What to do:
Can you write out the whole listing exactly?

▼▼▼

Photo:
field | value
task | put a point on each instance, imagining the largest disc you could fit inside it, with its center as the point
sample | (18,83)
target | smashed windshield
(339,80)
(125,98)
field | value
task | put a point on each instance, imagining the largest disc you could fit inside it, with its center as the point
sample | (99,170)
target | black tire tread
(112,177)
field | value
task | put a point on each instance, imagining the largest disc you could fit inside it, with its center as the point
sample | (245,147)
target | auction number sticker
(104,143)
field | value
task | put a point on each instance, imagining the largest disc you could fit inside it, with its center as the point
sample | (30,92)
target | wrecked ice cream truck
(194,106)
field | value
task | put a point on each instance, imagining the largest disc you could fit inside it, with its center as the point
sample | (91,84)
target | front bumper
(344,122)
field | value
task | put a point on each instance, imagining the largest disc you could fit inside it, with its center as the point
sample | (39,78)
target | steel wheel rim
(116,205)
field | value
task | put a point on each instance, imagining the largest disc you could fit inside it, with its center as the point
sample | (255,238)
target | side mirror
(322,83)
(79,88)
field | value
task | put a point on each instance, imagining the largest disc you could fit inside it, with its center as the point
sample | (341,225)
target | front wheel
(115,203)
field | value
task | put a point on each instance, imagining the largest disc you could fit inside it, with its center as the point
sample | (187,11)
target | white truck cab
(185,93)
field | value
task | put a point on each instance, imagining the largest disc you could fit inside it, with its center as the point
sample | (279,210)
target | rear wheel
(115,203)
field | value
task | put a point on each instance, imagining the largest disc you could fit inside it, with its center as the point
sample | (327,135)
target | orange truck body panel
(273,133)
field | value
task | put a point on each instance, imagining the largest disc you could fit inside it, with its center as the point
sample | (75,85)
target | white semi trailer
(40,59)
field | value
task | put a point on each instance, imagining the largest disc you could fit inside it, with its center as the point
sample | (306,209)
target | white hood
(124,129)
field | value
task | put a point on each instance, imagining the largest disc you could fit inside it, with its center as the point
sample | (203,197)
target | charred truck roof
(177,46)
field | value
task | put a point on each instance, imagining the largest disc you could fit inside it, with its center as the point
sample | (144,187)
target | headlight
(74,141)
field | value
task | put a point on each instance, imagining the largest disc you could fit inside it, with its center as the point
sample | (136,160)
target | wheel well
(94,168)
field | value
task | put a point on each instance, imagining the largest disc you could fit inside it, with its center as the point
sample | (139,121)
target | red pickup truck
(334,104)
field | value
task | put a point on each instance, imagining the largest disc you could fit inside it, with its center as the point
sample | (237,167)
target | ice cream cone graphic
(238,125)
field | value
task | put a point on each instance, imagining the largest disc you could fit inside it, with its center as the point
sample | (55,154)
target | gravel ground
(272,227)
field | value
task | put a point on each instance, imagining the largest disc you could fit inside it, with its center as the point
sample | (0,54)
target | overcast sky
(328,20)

▲▲▲

Response:
Photo:
field | value
task | put a point on each instance, imagining the largest disc you could fit inside it, with its center as the point
sample | (18,83)
target | smashed windshield
(339,80)
(125,98)
field | value
task | put a point on each instance, imagining the largest disc you could fit inside it, with its center as the point
sample | (99,170)
target | black tire tread
(112,177)
field | value
task | put a point on each instance, imagining the largest disc you could fit inside it, with its center as the point
sample | (245,147)
target | auction number sticker
(104,143)
field | value
task | put a point on each instance, imagining the largest disc you could fit inside it, with its center as the point
sample | (30,92)
target | wrecked ice cream truck
(194,106)
field | value
task | put a point on each instance, imagining the largest disc you could fit inside it, with its center as the point
sample | (91,84)
target | front bumper
(344,122)
field | value
task | put a point on each instance, imagining the largest disc you could fit inside it, with its center as the point
sample | (39,78)
target | steel wheel rim
(116,205)
field | value
task | put a point on each instance, imagining the largest disc you could fit inside it, with its center as the point
sample | (255,238)
target | side mirror
(322,83)
(79,88)
field | value
task | put a point on each instance, imagining the largest disc you could fit inside it, with its center as the point
sample | (341,225)
target | front wheel
(115,203)
field | value
task | put a point on each instance, imagining the largest disc you could fit inside it, with its center as the point
sample | (187,11)
target | white truck cab
(185,93)
field | value
task | put a point on each instance, imagining the largest disc you could fit inside it, with its center as the point
sample | (279,210)
target | rear wheel
(115,203)
field | value
task | put a point on each instance, imagining the largest disc you could fit inside it, with its center as the point
sample | (327,135)
target | orange truck body panel
(273,133)
field | value
task | put a point on each instance, imagining the largest disc you could fit inside it, with its center as the point
sample | (75,85)
target | white semi trailer
(40,59)
field | value
task | put a point on each instance, imagining the largest disc you could fit inside it, with its center as the point
sample | (306,209)
target | white hood
(124,129)
field | value
task | put a point on each instance, imagining the largest disc you could fit inside it, with its center as the point
sample | (203,197)
target | charred truck roof
(177,46)
field | value
task | put a point on each instance, imagining the largest disc you could fit inside it, with its center as the point
sample | (144,187)
target | headlight
(74,141)
field | value
task | put a point on each instance, imagining the largest disc you could fit inside it, with its center as the point
sample | (136,160)
target | wheel well
(94,168)
field | value
task | put a point on each instance, imagining the largest disc you could fit inside it, with its center as the point
sample | (139,121)
target | red pickup truck
(334,104)
field | value
task | put a point on each instance, imagining the largest disc you could fit inside it, with its center as the point
sample | (237,167)
target | ice cream cone graphic
(238,125)
field | value
task | put a point on each instance, imagining the largest disc you could fit inside it, with its center as the point
sample | (55,154)
target | gravel ground
(272,227)
field | value
task | put a point on each instance, imagining the largest disc you could fit inside it, with its center as the point
sample | (0,54)
target | overcast sky
(328,20)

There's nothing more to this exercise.